(Referring expression pointing data)
=== Section Start ===

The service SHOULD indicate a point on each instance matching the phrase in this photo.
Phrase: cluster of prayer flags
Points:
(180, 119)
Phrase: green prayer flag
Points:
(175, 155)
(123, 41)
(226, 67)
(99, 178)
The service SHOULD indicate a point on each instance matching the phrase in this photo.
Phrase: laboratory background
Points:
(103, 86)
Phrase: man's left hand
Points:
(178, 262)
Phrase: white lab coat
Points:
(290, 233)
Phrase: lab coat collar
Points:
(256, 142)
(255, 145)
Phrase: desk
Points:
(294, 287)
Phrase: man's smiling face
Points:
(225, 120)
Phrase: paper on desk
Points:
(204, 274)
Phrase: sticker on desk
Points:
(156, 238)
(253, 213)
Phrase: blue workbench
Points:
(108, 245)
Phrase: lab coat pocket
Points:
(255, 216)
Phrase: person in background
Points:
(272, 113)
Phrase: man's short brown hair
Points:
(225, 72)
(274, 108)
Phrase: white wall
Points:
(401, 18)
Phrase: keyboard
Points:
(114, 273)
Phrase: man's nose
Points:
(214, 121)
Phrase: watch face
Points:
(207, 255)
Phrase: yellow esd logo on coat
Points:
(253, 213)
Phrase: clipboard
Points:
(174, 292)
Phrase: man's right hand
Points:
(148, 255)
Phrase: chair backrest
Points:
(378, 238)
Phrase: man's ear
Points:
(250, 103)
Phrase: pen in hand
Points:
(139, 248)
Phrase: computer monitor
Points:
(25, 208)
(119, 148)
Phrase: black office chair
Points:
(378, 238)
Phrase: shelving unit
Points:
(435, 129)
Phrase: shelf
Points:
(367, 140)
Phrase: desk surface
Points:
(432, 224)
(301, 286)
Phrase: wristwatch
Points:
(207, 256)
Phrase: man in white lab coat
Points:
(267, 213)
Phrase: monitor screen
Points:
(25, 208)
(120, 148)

=== Section End ===
=== Section Start ===

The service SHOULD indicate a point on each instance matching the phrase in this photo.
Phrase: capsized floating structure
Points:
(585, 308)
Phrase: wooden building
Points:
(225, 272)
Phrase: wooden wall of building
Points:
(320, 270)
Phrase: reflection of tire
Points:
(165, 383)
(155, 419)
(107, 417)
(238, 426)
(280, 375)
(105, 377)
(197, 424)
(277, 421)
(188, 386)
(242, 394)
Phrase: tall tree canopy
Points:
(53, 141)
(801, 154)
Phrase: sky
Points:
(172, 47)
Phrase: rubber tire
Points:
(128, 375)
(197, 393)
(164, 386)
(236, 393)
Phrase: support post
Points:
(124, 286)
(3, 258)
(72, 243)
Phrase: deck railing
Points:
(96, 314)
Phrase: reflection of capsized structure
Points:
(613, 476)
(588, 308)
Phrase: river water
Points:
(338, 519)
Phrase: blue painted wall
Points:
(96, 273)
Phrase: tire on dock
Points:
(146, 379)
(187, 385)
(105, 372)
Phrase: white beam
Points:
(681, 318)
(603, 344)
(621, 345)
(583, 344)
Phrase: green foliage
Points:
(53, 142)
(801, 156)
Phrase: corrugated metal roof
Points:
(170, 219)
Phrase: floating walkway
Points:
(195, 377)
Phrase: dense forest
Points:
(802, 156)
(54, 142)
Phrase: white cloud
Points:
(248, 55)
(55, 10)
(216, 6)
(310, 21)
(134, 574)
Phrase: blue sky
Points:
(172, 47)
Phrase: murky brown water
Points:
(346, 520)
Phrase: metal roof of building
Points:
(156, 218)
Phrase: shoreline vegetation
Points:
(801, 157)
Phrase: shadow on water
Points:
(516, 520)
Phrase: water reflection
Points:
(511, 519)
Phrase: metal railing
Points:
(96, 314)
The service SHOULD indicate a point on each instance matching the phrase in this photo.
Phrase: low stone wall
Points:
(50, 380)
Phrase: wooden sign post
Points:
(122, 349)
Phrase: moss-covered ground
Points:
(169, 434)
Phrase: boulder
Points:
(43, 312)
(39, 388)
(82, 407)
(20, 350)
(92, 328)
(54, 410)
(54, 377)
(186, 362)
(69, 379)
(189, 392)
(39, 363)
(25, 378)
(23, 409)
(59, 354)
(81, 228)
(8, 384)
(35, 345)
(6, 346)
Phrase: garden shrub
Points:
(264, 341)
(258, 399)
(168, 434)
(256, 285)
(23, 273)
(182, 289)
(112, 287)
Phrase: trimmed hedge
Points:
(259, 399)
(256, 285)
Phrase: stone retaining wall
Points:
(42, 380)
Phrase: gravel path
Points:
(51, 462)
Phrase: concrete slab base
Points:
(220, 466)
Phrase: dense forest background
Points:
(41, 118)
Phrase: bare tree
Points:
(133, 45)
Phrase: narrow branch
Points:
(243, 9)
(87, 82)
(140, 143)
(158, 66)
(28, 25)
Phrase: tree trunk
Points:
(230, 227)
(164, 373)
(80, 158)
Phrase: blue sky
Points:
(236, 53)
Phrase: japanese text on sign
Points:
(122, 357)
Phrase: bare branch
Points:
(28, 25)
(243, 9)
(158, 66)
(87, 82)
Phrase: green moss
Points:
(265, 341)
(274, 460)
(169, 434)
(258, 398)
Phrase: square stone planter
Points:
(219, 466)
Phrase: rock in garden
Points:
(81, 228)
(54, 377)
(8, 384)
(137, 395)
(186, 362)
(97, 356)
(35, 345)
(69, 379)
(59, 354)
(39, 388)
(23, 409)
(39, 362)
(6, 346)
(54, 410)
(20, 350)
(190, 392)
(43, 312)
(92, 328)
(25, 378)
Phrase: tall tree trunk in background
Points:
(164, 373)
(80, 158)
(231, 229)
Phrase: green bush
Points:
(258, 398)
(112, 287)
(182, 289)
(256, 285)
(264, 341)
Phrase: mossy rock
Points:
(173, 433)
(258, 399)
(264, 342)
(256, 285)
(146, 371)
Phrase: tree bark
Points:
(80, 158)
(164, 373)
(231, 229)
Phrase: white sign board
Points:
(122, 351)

=== Section End ===

TASK OBJECTIVE – Pull every line containing "forest" out of the records.

RESPONSE BELOW –
Phrase: dense forest
Phrase: dense forest background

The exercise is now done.